• **TUGAS YANG DIKERJAKAN**
1 - Jawablah pertanyaan berikut berdasarkan teks tentang kesunahan doa iftitah.
(a) Sahabat mana yang meriwayatkan kisah seorang lelaki yang mengucapkan kalimat pujian ketika shalat bersama Rasulullah?
(b) Menurut sabda Nabi dalam teks, apa yang terbuka karena kalimat itu?
(c) Dari sahabat siapa diriwayatkan doa yang dibaca Nabi ketika berdiri memulai shalat?
2 - Salin kembali semua entri mulai dari baris yang memuat "In this exercise you will label the player's leg" hingga baris yang memuat "(1154, 601)", dengan kedua baris itu ikut disalin. Ganti "one point per instance" dengan "one point for each instance", dan biarkan bagian lainnya tetap sama.

• **KUTIPAN PILIHAN**
Kesunahan Doa Iftitah

Posted on 06 November 2024



Banyak hadits yang menyebutkan tentang kesunahan doa Istiftah, di antaranya hadits yang diriwayatkan oleh sahabat Ibnu Umar radhiyallahu anhuma, beliau berkata:

Ketika kami sedang shalat bersama Rasulullah , seorang lelaki di antara kaumnya berkata:

اَللهُ أَكْبَرُ كَبِيرًا، وَالْحَمْدُ للهِ كَثِيرًا، وَسُبْحَانَ اللهِ بُكْرَةً وَأَصِيلًا

Allah Maha Besar dengan kebesaran-Nya, segala puji bagi Allah dengan pujian yang banyak, mahasuci Allah di pagi hari dan dai sore hari

Maka Nabi bertanya:

“Siapakah yang mengatakan kalimat tadi?”

Lelaki itu menjawab, “Aku, Wahai Rasulullah.”

Nabi bersabda, “Aku takjub atas kalimat itu, pintu-pintu langit terbuka karenanya.”

Sahabat Ibnu Umar berkata, “Aku tidak pernah meninggalkan ucapan itu semenjak aku mendengar Rasulullah mengatakan hal itu.” (HR Muslim)

Diriwatkan pula dari Sahabat Ali bin Abi Thalib radhiyallahu anhu bahwa apabila Nabi berdiri memulai shalat, Beliau membaca doa:

وَجَّهْتُ ‌وَجْهِيَ لِلَّذِي فَطَرَ السَّمَاوَاتِ وَالْأَرْضَ حَنِيفًا وَمَا أَنَا مِنَ الْمُشْرِكِينَ. إِنَّ صَلَاتِي وَنُسُكِي وَمَحْيَايَ وَمَمَاتِي لِلهِ رَبِّ الْعَالَمِينَ لَا شَرِيكَ لَهُ وَبِذَلِكَ أُمِرْتُ وَأَنَا مِنَ الْمُسْلِمِينَ. اللَّهُمَّ أَنْتَ الْمَلِكُ، لَا إِلَهَ إِلَّا أَنْتَ أَنْتَ رَبِّي وَأَنَا عَبْدُكَ، ظَلَمْتُ نَفْسِي وَاعْتَرَفْتُ بِذَنْبِي فَاغْفِرْ لِي ذُنُوبِي جَمِيعًا إِنَّهُ لَا يَغْفِرُ الذُّنُوبَ إِلَّا أَنْتَ. وَاهْدِنِي لِأَحْسَنِ الْأَخْلَاقِ لَا يَهْدِي لِأَحْسَنِهَا إِلَّا أَنْتَ، وَاصْرِفْ عَنِّي سَيِّئَهَا لَا يَصْرِفُ عَنِّي سَيِّئَهَا إِلَّا أَنْتَ. لَبَّيْكَ وَسَعْدَيْكَ وَالْخَيْرُ كُلُّهُ فِي يَدَيْكَ، وَالشَّرُّ لَيْسَ إِلَيْكَ. أَنَا بِكَ وَإِلَيْكَ. تَبَارَكْتَ وَتَعَالَيْتَ، أَسْتَغْفِرُكَ وَأَتُوبُ إِلَيْكَ

Aku hadapkan wajahku kepada Tuhan yang menciptakan langit dan bumi, dengan lurus dan bukanlah aku termasuk orang yang musyrik. Sungguh shalatku, ibadahku, hidupku, dan matiku adalah untuk Allah, Tuhan semesta alam. Tiada sekutu bagi-Nya, dengan itu aku diperintahkan, dan Aku adalah termasuk orang muslim.

• **DATA TERCATAT**

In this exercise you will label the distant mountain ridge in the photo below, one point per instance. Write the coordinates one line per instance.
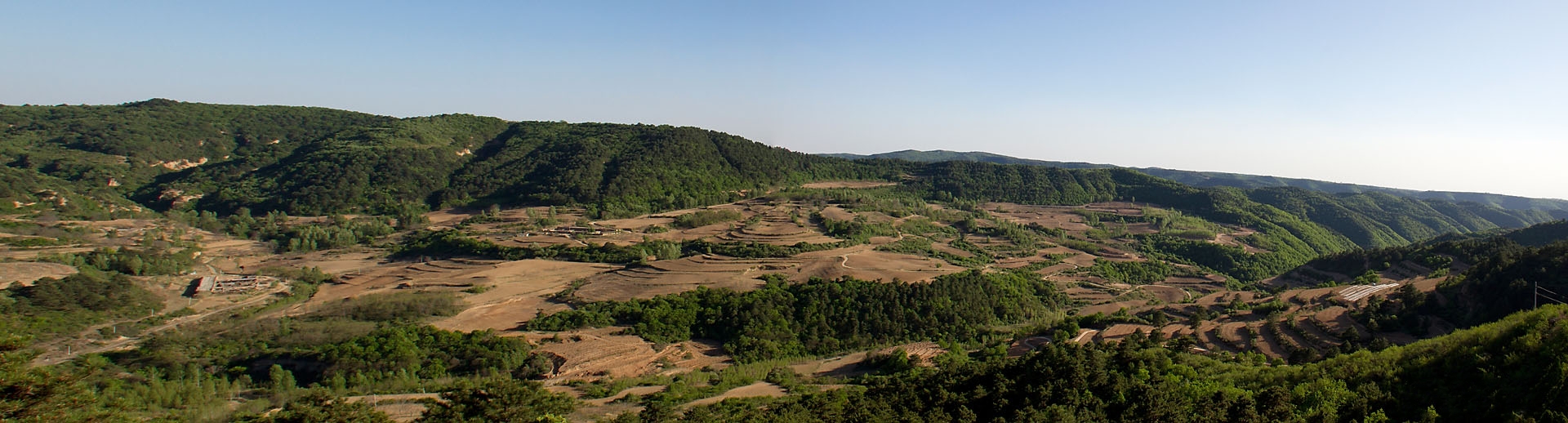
(1557, 207)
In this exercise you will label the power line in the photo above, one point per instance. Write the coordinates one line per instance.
(1547, 295)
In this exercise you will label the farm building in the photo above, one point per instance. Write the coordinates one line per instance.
(226, 284)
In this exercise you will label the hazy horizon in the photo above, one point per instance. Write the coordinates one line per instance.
(1435, 96)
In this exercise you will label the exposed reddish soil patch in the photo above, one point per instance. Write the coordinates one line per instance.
(760, 389)
(847, 184)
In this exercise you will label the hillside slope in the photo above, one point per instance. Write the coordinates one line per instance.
(1237, 180)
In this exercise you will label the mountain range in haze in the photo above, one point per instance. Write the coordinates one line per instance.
(1557, 207)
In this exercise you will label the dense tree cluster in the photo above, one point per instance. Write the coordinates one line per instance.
(1470, 376)
(823, 317)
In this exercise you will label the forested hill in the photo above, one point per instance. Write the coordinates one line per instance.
(1557, 207)
(1501, 372)
(317, 160)
(301, 160)
(1487, 276)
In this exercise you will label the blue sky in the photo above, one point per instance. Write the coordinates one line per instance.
(1457, 96)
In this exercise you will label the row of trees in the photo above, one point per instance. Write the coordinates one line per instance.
(823, 317)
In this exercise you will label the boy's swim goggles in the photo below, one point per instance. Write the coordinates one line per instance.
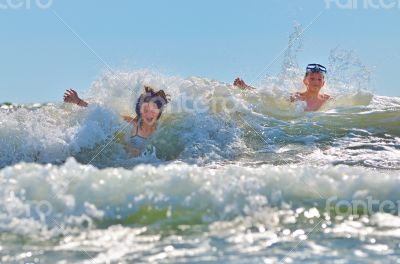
(315, 68)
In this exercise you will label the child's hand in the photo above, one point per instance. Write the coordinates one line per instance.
(70, 96)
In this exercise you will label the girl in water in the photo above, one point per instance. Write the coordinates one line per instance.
(149, 108)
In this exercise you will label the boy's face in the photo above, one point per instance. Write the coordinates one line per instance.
(149, 112)
(314, 81)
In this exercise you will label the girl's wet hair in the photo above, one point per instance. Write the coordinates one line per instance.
(159, 98)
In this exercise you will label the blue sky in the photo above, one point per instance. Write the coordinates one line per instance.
(41, 57)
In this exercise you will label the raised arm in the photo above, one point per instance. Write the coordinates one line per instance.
(71, 96)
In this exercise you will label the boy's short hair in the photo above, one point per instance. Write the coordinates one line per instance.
(315, 67)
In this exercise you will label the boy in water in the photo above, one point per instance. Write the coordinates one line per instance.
(314, 80)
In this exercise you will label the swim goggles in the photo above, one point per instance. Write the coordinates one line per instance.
(315, 68)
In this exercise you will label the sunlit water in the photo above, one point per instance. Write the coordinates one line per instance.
(232, 176)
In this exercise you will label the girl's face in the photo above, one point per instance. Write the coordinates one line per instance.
(314, 81)
(149, 113)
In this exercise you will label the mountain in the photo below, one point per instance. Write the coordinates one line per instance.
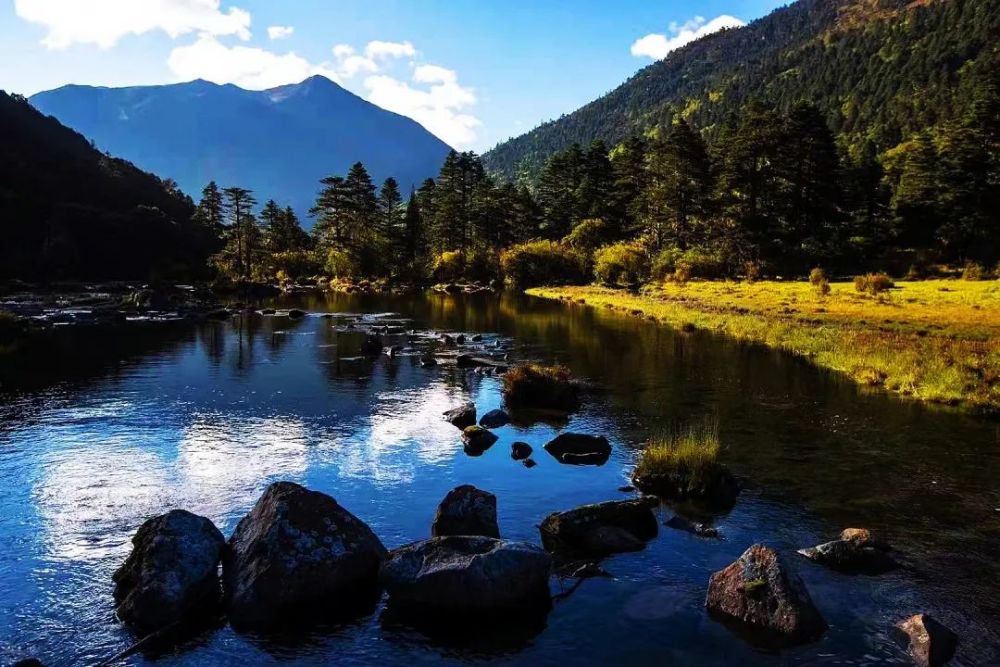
(68, 211)
(879, 70)
(278, 142)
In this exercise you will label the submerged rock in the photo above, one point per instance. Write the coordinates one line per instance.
(579, 448)
(764, 599)
(459, 575)
(601, 529)
(298, 555)
(172, 575)
(931, 644)
(466, 510)
(494, 419)
(462, 416)
(856, 552)
(520, 451)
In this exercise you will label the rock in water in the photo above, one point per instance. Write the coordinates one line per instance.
(462, 416)
(466, 510)
(600, 530)
(172, 575)
(494, 419)
(296, 555)
(764, 599)
(856, 552)
(579, 448)
(458, 575)
(930, 643)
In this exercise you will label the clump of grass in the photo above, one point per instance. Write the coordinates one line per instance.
(540, 387)
(873, 283)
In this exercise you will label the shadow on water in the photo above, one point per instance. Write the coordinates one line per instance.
(100, 429)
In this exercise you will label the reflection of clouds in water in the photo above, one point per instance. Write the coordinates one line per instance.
(91, 498)
(405, 431)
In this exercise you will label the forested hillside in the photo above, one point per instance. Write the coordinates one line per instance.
(879, 71)
(68, 211)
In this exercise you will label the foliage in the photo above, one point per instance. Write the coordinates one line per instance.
(873, 283)
(622, 264)
(534, 386)
(543, 263)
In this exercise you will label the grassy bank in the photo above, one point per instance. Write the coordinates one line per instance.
(934, 340)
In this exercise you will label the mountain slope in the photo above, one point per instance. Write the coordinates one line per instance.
(878, 69)
(70, 211)
(277, 142)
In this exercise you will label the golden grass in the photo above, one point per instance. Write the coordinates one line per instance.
(934, 340)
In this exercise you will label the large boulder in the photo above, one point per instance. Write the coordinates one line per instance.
(764, 599)
(462, 416)
(579, 448)
(298, 554)
(466, 510)
(467, 575)
(600, 530)
(931, 644)
(856, 552)
(172, 575)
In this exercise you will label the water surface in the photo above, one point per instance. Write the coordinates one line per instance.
(103, 428)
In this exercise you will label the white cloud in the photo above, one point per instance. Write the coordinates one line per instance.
(440, 107)
(247, 67)
(658, 46)
(279, 31)
(104, 22)
(377, 49)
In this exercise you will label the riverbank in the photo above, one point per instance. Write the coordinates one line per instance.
(936, 340)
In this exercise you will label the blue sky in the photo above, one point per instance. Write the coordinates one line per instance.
(474, 72)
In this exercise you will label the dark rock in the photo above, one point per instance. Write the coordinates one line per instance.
(601, 529)
(579, 448)
(459, 575)
(477, 440)
(462, 416)
(856, 552)
(299, 555)
(466, 510)
(930, 643)
(694, 527)
(760, 596)
(494, 419)
(713, 485)
(520, 450)
(172, 575)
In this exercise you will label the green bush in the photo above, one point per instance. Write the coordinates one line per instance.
(873, 283)
(621, 264)
(543, 263)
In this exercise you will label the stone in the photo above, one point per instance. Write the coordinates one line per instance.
(296, 556)
(462, 416)
(930, 643)
(520, 451)
(466, 510)
(764, 599)
(601, 529)
(577, 448)
(172, 575)
(494, 419)
(463, 575)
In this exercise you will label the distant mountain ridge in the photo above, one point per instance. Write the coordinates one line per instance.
(277, 142)
(879, 70)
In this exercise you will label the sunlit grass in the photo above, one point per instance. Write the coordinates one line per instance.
(934, 340)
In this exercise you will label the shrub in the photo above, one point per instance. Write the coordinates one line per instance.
(973, 271)
(588, 236)
(621, 264)
(540, 387)
(873, 283)
(543, 263)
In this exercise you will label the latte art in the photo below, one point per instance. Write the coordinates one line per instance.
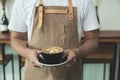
(52, 50)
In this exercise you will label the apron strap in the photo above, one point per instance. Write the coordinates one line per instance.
(41, 2)
(40, 9)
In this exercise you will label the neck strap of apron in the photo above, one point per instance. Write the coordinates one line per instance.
(70, 8)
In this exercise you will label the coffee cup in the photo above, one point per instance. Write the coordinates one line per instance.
(52, 55)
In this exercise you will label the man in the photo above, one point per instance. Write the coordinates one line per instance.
(54, 23)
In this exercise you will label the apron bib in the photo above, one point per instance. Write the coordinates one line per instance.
(54, 26)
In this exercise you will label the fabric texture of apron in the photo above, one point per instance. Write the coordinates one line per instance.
(57, 28)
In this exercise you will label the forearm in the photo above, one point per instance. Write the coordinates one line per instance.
(20, 47)
(88, 47)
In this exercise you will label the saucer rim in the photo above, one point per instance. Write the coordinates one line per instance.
(57, 64)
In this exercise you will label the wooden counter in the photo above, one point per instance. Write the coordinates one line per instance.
(105, 36)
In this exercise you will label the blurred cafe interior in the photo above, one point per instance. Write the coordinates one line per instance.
(104, 64)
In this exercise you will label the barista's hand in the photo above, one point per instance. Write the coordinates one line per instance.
(32, 57)
(71, 57)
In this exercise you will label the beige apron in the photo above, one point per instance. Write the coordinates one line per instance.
(54, 26)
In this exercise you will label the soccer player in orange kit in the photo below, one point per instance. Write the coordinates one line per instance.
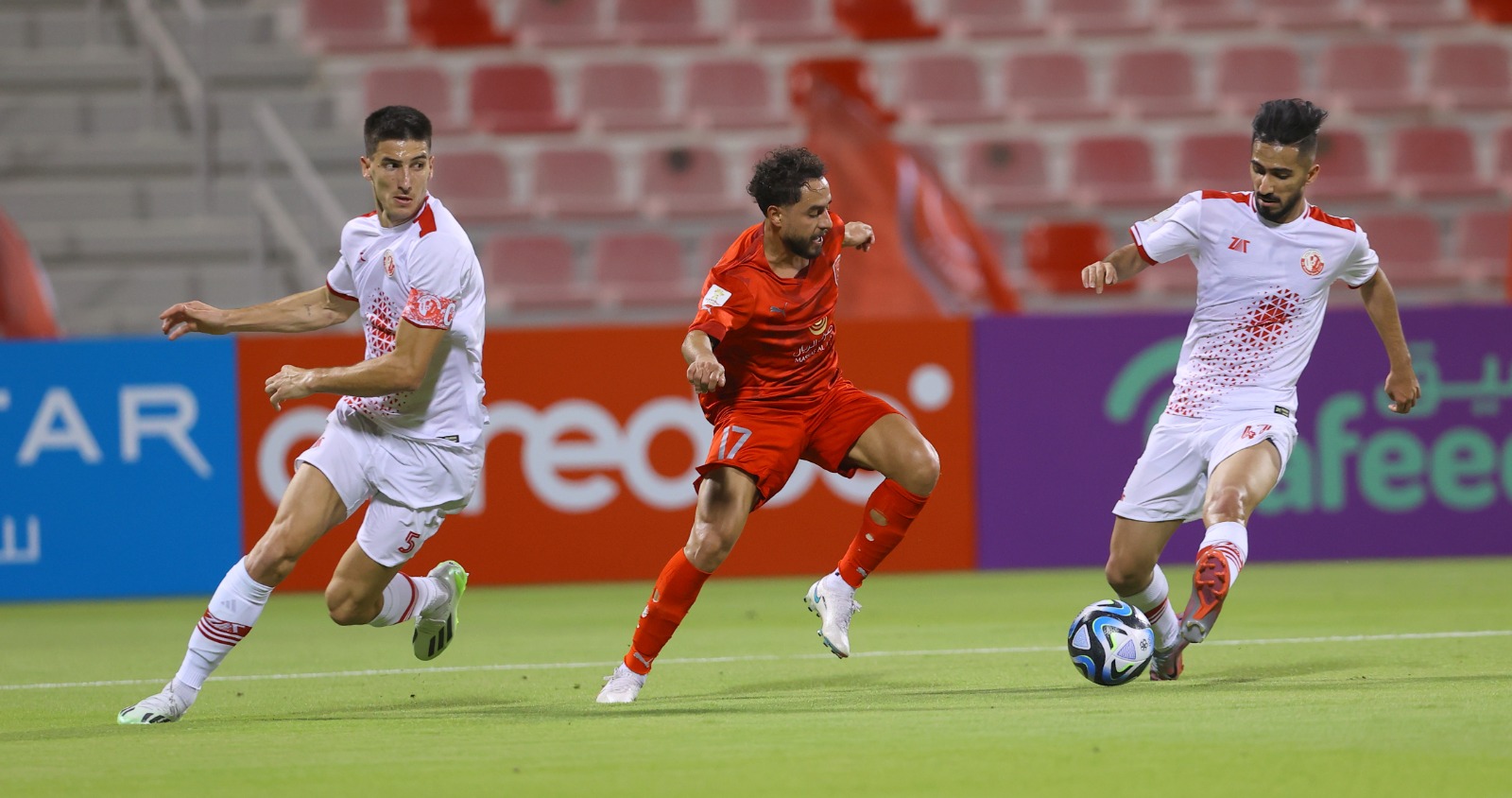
(761, 354)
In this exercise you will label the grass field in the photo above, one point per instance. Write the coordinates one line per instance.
(1322, 679)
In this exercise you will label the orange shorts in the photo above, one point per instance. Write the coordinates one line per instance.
(767, 442)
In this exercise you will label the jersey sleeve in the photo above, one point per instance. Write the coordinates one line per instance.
(1363, 262)
(433, 283)
(1171, 233)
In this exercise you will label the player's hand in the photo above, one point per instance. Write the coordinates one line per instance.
(1100, 274)
(1403, 390)
(193, 318)
(289, 383)
(859, 234)
(705, 373)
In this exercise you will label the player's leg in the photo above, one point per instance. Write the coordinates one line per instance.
(726, 497)
(307, 510)
(1234, 489)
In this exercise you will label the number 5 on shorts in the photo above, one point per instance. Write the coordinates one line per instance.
(725, 440)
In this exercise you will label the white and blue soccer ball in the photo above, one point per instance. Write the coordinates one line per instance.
(1110, 643)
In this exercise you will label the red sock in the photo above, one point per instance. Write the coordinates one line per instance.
(876, 540)
(677, 588)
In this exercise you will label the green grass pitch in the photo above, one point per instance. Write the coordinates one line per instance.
(1322, 679)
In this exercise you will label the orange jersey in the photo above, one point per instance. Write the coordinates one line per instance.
(776, 336)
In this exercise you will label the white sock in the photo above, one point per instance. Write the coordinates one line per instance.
(232, 613)
(408, 596)
(1231, 538)
(1154, 601)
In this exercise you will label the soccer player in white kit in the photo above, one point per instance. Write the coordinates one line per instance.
(404, 436)
(1264, 260)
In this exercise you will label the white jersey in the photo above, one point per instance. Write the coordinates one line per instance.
(423, 272)
(1262, 292)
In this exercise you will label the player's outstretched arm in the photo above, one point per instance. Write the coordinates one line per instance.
(295, 313)
(1381, 304)
(705, 373)
(1118, 265)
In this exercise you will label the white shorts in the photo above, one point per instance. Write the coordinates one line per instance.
(413, 485)
(1171, 477)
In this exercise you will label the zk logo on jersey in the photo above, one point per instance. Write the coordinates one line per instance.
(1313, 262)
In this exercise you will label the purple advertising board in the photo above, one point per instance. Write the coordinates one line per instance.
(1063, 407)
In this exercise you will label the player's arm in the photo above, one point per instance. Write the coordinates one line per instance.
(1381, 304)
(705, 371)
(1118, 265)
(400, 371)
(295, 313)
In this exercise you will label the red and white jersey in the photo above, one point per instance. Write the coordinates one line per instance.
(423, 272)
(1262, 292)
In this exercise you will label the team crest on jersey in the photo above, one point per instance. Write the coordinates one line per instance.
(1313, 262)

• **JAWABAN TIAP TUGAS**
1 -
(a) Ibnu Umar radhiyallahu anhuma.
(b) Pintu-pintu langit.
(c) Ali bin Abi Thalib radhiyallahu anhu.

2 -
In this exercise you will label the player's leg in the photo above, one point for each instance. Write the coordinates one line per instance.
(726, 497)
(307, 510)
(1234, 489)
In this exercise you will label the number 5 on shorts in the photo above, one point for each instance. Write the coordinates one line per instance.
(725, 440)
In this exercise you will label the white and blue soccer ball in the photo above, one point for each instance. Write the coordinates one line per instance.
(1110, 643)
In this exercise you will label the red sock in the photo above, one point for each instance. Write the coordinates one line per instance.
(876, 540)
(677, 588)
In this exercise you will label the green grass pitch in the photo above, one point for each instance. Write the coordinates one line per instance.
(1322, 679)
In this exercise you will label the orange jersey in the photo above, one point for each instance. Write the coordinates one line per instance.
(776, 336)
In this exercise you will label the white sock in the photo above, one point for each instance. Write the coordinates one line per instance.
(232, 613)
(408, 596)
(1231, 538)
(1154, 601)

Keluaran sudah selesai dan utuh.